- WHAT YOU WILL DO -
Please reproduce the listing in full, exactly as given.

- DATA SUPPLIED -
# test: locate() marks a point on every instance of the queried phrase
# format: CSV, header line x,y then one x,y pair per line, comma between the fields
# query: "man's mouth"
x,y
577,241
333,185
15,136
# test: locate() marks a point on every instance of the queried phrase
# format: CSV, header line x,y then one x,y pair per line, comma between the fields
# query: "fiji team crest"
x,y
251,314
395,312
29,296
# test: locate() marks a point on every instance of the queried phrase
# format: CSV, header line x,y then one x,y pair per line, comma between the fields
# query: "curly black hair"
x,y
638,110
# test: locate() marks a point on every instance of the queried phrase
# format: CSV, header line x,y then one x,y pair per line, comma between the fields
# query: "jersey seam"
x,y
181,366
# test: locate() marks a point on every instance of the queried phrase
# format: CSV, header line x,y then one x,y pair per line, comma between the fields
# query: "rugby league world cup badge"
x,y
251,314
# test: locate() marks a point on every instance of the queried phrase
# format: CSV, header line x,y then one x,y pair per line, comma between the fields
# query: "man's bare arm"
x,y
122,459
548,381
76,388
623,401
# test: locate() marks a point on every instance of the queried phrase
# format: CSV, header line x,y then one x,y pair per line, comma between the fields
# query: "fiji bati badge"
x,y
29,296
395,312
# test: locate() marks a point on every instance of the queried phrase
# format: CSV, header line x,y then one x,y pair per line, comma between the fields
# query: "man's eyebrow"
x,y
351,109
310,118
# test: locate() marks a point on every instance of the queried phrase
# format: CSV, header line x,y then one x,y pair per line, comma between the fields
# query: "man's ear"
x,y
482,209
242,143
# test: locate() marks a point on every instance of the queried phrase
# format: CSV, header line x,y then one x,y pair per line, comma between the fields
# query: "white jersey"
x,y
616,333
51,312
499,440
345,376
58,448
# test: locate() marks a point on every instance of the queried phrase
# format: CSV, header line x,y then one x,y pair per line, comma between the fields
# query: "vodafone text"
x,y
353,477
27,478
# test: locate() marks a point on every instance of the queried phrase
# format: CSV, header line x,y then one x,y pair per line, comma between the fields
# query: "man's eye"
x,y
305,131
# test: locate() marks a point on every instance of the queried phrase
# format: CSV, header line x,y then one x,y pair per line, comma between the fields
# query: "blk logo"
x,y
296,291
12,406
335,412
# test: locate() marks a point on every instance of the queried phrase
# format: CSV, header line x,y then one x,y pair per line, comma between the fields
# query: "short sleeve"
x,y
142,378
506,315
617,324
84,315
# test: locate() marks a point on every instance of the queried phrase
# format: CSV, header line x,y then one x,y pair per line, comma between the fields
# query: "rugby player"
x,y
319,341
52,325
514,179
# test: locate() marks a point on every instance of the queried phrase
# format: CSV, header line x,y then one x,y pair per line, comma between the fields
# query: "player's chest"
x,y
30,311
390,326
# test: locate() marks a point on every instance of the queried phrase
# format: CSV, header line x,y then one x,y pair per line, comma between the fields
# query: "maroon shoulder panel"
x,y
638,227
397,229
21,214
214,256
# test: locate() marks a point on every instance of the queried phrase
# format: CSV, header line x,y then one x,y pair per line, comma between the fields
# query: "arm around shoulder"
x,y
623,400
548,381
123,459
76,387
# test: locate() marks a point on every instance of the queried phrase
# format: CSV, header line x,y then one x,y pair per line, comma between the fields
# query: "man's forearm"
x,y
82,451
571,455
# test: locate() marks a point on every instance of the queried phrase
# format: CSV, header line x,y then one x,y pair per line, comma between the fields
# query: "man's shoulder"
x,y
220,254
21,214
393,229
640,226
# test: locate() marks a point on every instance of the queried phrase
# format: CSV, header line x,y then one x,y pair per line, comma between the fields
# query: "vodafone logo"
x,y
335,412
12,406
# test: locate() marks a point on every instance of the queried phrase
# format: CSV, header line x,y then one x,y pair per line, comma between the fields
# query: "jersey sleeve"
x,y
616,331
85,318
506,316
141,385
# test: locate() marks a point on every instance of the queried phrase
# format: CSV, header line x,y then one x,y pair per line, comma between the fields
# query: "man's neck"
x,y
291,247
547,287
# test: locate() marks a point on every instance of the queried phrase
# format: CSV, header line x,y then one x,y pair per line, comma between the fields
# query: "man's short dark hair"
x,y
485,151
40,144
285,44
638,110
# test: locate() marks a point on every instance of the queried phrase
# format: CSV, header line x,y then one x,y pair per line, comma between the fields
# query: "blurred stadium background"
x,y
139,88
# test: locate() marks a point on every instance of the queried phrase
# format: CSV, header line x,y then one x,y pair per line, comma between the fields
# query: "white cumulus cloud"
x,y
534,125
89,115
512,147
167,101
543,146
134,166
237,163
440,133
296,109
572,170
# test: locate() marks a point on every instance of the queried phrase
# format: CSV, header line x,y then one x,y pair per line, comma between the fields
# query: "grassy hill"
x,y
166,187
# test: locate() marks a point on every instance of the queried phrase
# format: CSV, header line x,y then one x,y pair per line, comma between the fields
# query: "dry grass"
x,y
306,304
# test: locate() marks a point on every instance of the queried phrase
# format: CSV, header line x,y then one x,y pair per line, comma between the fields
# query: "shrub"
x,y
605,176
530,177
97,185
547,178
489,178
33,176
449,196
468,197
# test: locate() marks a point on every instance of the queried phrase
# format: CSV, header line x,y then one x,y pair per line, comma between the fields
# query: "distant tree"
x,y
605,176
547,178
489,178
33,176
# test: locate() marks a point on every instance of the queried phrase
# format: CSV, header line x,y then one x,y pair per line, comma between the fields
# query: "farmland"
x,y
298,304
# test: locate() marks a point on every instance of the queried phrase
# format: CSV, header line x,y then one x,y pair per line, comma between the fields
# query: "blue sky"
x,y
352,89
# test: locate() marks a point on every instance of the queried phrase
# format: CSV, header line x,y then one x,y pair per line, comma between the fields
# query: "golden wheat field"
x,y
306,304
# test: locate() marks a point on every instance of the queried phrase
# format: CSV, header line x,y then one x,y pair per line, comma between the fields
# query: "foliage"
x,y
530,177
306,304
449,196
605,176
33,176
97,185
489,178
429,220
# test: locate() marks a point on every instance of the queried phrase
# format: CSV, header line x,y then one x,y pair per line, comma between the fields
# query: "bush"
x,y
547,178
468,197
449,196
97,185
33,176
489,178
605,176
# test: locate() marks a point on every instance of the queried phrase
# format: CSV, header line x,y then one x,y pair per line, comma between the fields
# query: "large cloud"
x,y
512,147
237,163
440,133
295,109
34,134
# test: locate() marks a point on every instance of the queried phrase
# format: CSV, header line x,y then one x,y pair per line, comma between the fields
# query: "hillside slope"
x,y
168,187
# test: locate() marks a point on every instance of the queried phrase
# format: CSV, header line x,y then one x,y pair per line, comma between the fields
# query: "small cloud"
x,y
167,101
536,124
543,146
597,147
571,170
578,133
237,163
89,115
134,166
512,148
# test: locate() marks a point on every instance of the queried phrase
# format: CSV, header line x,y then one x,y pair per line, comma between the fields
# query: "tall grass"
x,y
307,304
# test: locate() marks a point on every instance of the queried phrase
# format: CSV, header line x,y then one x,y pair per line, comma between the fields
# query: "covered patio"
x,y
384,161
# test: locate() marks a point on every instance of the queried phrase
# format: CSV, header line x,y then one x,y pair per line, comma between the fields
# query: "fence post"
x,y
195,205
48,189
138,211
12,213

- EXERCISE SOLUTION -
# test: locate() marks a point on every instance of the queried phrase
# format: CSV, header line x,y then one x,y pair per line, comma between the fields
# query: "man's mouth"
x,y
577,241
333,185
15,136
# test: locate() marks a point on every instance of the queried phrase
# format: CSV, header line x,y then one x,y pair per line, comma between the fields
# query: "fiji team crest"
x,y
251,314
395,312
29,296
# test: locate() marks a point on every instance of the queried phrase
# format: CSV, header line x,y then one x,y pair per line, comma between the fields
# query: "curly black hair"
x,y
638,110
# test: locate() marks a point on every instance of the queried phrase
# format: CSV, header line x,y then one x,y pair per line, comma between the fields
# query: "jersey seam"
x,y
181,366
# test: locate() marks a point on every instance of the queried phrase
# format: CSV, header line x,y then one x,y pair per line, comma between the fields
# query: "rugby league world cup badge"
x,y
251,314
# test: locate() marks a point on every instance of the queried phrase
# format: CSV, header line x,y then one x,y pair per line, comma between the fields
# query: "man's bare arm"
x,y
122,459
548,381
76,388
623,401
# test: locate() marks a point on every instance of the queried phrase
# format: CSV, header line x,y then one x,y pair per line, comma between the fields
# query: "fiji bati badge"
x,y
29,296
395,312
# test: locate() marks a point on every instance of the queried phrase
# format: CSV, header line x,y then one x,y pair per line, comma between the fields
# query: "man's eyebrow"
x,y
351,109
310,118
# test: locate() marks a point on every instance of the queried phrase
# format: CSV, header line x,y then one x,y pair per line, comma between the fields
# query: "man's ear"
x,y
482,209
242,143
# test: locate() marks a point on every instance of the queried phrase
# format: CSV, header line x,y then one x,y pair per line, comma between the fields
# query: "white jersey"
x,y
616,333
51,312
499,440
345,376
58,448
# test: locate() marks a point on every instance of the queried phrase
# format: CSV, header line x,y then one x,y pair per line, comma between the fields
# query: "vodafone text"
x,y
353,477
27,478
# test: locate() marks a point on every instance of the queried phrase
# format: CSV, header line x,y then one x,y pair per line, comma between the fields
# query: "man's eye"
x,y
305,131
# test: locate() marks a point on every instance of the queried phrase
# format: CSV, header line x,y then one x,y pair per line, comma between the fields
# query: "blk logo"
x,y
296,291
12,406
335,412
# test: locate() marks a point on every instance of the queried phrase
# format: CSV, header line x,y then one x,y pair per line, comma between the fields
# query: "short sleeve"
x,y
142,378
506,315
617,324
84,315
# test: locate() marks a point on every instance of the queried phrase
# format: CSV, header line x,y then one x,y pair per line, comma between the fields
# query: "rugby player"
x,y
319,341
52,325
514,179
# test: locate() marks a point on every instance of the queried phrase
# format: CSV, header line x,y then one x,y pair per line, comma between the fields
# query: "player's chest"
x,y
30,311
390,326
# test: locate() marks a point on every instance of the queried phrase
# format: CSV, header line x,y then one x,y pair per line, comma between the fields
# query: "maroon shoulder panel"
x,y
638,227
397,229
21,214
214,256
# test: locate() marks a point on every instance of the queried phrase
# format: CSV, header line x,y then one x,y pair per line, comma between the fields
# query: "arm around shoulder"
x,y
623,400
548,381
123,459
76,387
# test: locate() marks a point on every instance of the queried phrase
# format: CSV, header line x,y then one x,y pair per line, comma between the fields
# query: "man's forearm"
x,y
82,451
571,455
# test: locate() marks a point on every instance of the queried phrase
# format: CSV, header line x,y then one x,y pair per line, comma between the fields
# query: "man's shoulder"
x,y
220,254
21,214
393,229
640,226
# test: locate() marks a point on every instance of the queried phrase
# format: CSV, header line x,y then one x,y pair per line, comma between the fields
# query: "vodafone logo"
x,y
335,412
12,406
# test: locate() marks a point on every instance of the queried phrase
# format: CSV, header line x,y then one x,y pair per line, comma between the fields
# query: "jersey sleeve"
x,y
616,331
85,318
506,316
141,385
# test: locate() marks a point on every instance of the queried phrase
# format: CSV, header line x,y then one x,y pair per line, comma between the fields
# query: "man's neck"
x,y
291,247
547,287
# test: locate() marks a point on every instance of the queried phrase
# format: CSV, header line x,y then one x,y pair per line, comma between the fields
# query: "man's short dark hair"
x,y
485,151
40,144
285,44
638,110
# test: locate() marks a point on every instance of the queried phrase
# format: CSV, header line x,y then one x,y pair per line, comma between the fields
# query: "blurred stadium background"
x,y
139,88
# test: locate() marks a point on every instance of the queried phrase
# format: CSV, header line x,y then one x,y pair per line, comma between the fields
# query: "white cumulus cloud"
x,y
534,125
89,115
512,147
167,101
543,146
134,166
237,163
440,133
296,109
572,170
# test: locate() marks a point on every instance of the queried phrase
# format: CSV, header line x,y then one x,y pair per line, comma between the fields
# query: "grassy hill"
x,y
166,187
# test: locate() marks a point on every instance of the queried phrase
# format: CSV, header line x,y then one x,y pair per line, comma between the fields
# query: "dry grass"
x,y
306,304
# test: locate() marks a point on every instance of the queried phrase
# format: CSV, header line x,y then one x,y pair per line, comma between the fields
# query: "shrub"
x,y
605,176
530,177
97,185
547,178
489,178
33,176
449,196
468,197
# test: locate() marks a point on every instance of the queried phrase
# format: CSV, header line x,y then one x,y pair per line, comma between the fields
# query: "distant tree"
x,y
605,176
547,178
489,178
33,176
# test: locate() marks a point on every instance of the queried phrase
# format: CSV, header line x,y then one x,y pair per line, comma between the fields
# query: "farmland"
x,y
298,304
# test: locate() marks a point on every instance of the queried phrase
# format: CSV, header line x,y then one x,y pair per line, comma between the fields
# query: "blue sky"
x,y
352,89
# test: locate() marks a point on every instance of the queried phrase
# format: CSV, header line x,y then one x,y pair per line, comma between the fields
# query: "golden wheat field"
x,y
306,304
# test: locate() marks a point on every instance of the queried phrase
# format: CSV, header line x,y then one x,y pair per line, comma between the fields
# query: "foliage"
x,y
530,177
306,304
449,196
605,176
33,176
97,185
489,178
429,220
# test: locate() marks a point on every instance of the queried phrase
# format: CSV, header line x,y then one x,y pair per line, comma between the fields
# query: "bush"
x,y
547,178
468,197
449,196
97,185
33,176
489,178
605,176
# test: locate() marks a point on every instance of the queried phrase
# format: CSV, header line x,y then one x,y pair per line, comma between the fields
# query: "large cloud"
x,y
512,147
237,163
440,133
295,109
34,134
# test: locate() marks a point on every instance of the queried phrase
# format: CSV, header line x,y then one x,y pair per line, comma between the fields
# query: "hillside slope"
x,y
168,187
# test: locate() marks a point on every instance of the queried phrase
# format: CSV, header line x,y then one x,y pair per line, comma between the fields
# query: "small cloud"
x,y
167,101
536,124
543,146
597,147
571,170
578,133
237,163
89,115
134,166
512,148
# test: locate() marks a point on every instance of the queried phrase
# format: CSV, header line x,y then one x,y pair per line, comma between the fields
# query: "tall grass"
x,y
307,304
# test: locate() marks a point on every instance of the queried phrase
# format: CSV, header line x,y then one x,y pair per line, comma between the fields
# query: "covered patio"
x,y
384,161
# test: locate() marks a point on every instance of the queried phrase
# format: CSV, header line x,y then one x,y pair per line, comma between the fields
# query: "fence post"
x,y
195,205
48,189
138,211
12,213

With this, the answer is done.